What is expected:
Check every line of the data for the string "water" and copy the ones that have it.

Supplied records:
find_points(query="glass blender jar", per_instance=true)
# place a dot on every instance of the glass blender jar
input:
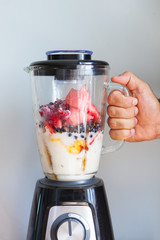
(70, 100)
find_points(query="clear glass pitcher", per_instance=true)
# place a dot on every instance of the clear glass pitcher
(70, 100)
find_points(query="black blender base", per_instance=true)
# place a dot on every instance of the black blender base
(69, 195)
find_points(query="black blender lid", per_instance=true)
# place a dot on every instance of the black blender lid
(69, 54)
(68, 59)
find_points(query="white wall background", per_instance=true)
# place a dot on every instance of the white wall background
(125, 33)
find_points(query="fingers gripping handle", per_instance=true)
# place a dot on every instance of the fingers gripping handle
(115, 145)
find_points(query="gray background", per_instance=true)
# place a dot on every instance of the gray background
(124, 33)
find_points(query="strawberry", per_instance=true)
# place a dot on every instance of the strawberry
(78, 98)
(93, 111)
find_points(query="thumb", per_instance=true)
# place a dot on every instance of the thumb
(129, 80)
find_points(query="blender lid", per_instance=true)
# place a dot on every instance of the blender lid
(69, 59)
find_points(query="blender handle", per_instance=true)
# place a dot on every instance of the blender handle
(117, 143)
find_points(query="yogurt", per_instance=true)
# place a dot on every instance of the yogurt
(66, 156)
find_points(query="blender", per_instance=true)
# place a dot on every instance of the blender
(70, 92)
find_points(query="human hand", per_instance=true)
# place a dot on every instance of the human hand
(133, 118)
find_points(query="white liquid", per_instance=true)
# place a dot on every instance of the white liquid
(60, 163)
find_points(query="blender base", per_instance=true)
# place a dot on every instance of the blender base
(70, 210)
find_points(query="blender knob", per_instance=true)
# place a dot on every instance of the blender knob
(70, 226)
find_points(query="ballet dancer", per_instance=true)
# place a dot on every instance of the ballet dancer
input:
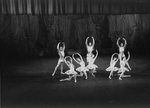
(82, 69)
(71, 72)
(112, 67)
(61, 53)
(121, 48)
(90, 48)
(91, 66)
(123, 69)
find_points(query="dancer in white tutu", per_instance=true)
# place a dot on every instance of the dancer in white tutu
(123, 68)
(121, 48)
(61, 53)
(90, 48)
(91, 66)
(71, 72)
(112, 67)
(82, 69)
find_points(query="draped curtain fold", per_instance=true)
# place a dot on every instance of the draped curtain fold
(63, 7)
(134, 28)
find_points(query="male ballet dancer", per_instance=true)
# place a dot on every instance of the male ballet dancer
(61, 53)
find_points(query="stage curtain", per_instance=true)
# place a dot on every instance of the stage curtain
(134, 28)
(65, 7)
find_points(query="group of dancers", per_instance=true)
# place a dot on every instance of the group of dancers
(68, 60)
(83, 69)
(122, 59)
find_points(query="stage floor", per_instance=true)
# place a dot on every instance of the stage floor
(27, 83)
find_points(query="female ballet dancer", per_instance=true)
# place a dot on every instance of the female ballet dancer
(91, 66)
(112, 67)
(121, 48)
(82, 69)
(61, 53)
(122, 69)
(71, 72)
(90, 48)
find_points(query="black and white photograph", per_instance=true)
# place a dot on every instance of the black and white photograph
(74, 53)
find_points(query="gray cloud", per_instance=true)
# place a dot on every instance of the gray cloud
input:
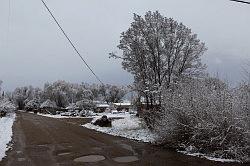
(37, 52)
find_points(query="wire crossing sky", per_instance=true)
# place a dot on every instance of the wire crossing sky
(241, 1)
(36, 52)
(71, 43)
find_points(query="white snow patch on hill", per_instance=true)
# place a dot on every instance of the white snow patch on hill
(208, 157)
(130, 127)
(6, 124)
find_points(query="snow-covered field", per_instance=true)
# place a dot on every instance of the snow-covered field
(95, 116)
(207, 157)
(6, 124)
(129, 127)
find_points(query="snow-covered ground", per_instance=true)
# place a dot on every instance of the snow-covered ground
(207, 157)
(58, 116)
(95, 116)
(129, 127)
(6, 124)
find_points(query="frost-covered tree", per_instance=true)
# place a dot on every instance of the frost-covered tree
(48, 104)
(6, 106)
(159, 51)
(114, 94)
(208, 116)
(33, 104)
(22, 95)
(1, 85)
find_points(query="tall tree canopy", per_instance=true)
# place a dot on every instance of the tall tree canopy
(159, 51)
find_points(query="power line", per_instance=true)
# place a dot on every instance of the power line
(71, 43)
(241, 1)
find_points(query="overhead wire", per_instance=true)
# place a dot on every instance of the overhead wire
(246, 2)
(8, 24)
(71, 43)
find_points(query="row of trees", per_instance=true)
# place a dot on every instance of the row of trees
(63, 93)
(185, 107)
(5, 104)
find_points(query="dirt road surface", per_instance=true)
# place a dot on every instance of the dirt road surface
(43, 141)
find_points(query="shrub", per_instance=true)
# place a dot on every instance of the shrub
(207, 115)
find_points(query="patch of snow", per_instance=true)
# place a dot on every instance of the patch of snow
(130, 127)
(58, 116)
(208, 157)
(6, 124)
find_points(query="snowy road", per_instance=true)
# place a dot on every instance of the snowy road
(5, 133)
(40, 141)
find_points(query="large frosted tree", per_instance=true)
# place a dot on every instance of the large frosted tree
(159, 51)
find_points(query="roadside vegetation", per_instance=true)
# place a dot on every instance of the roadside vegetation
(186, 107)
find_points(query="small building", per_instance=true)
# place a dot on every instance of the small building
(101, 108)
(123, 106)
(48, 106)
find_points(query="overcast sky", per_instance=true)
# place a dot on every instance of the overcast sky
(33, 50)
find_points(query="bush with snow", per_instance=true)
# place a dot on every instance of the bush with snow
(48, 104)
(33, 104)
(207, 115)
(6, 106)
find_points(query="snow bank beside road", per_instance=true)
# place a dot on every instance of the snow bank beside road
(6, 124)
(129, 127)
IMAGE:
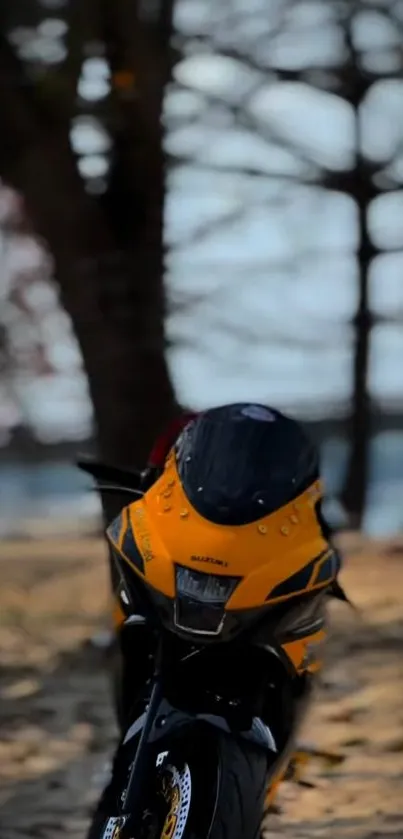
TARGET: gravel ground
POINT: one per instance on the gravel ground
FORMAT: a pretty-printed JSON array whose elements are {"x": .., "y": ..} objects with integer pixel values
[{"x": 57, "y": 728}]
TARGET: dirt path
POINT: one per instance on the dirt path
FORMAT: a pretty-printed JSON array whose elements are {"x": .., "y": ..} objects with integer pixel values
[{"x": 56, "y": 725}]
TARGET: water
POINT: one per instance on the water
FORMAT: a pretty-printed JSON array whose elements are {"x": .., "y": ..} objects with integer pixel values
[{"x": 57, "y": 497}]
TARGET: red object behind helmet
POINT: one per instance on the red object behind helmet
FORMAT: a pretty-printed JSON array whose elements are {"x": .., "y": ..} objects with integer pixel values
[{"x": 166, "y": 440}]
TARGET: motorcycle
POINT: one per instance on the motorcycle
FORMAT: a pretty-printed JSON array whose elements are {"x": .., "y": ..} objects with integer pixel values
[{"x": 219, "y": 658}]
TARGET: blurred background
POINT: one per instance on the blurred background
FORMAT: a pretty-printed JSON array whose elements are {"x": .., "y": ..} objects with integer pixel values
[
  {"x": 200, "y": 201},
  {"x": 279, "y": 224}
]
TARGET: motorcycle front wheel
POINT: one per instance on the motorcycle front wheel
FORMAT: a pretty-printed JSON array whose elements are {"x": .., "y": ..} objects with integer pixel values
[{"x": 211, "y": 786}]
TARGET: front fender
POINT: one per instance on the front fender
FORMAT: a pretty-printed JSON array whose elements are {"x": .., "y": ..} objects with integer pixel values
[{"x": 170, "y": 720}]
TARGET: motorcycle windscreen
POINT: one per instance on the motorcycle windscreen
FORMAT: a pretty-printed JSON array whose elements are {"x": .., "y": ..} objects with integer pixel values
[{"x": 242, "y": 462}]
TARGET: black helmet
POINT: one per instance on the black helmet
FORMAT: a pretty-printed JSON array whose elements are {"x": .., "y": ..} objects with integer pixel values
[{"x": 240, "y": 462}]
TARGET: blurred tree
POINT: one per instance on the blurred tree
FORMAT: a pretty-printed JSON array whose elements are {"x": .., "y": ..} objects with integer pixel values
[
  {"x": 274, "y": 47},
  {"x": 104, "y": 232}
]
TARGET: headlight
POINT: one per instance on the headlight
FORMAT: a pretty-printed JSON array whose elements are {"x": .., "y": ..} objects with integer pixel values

Answer for this exercise:
TARGET: water
POINT: one per instance on the water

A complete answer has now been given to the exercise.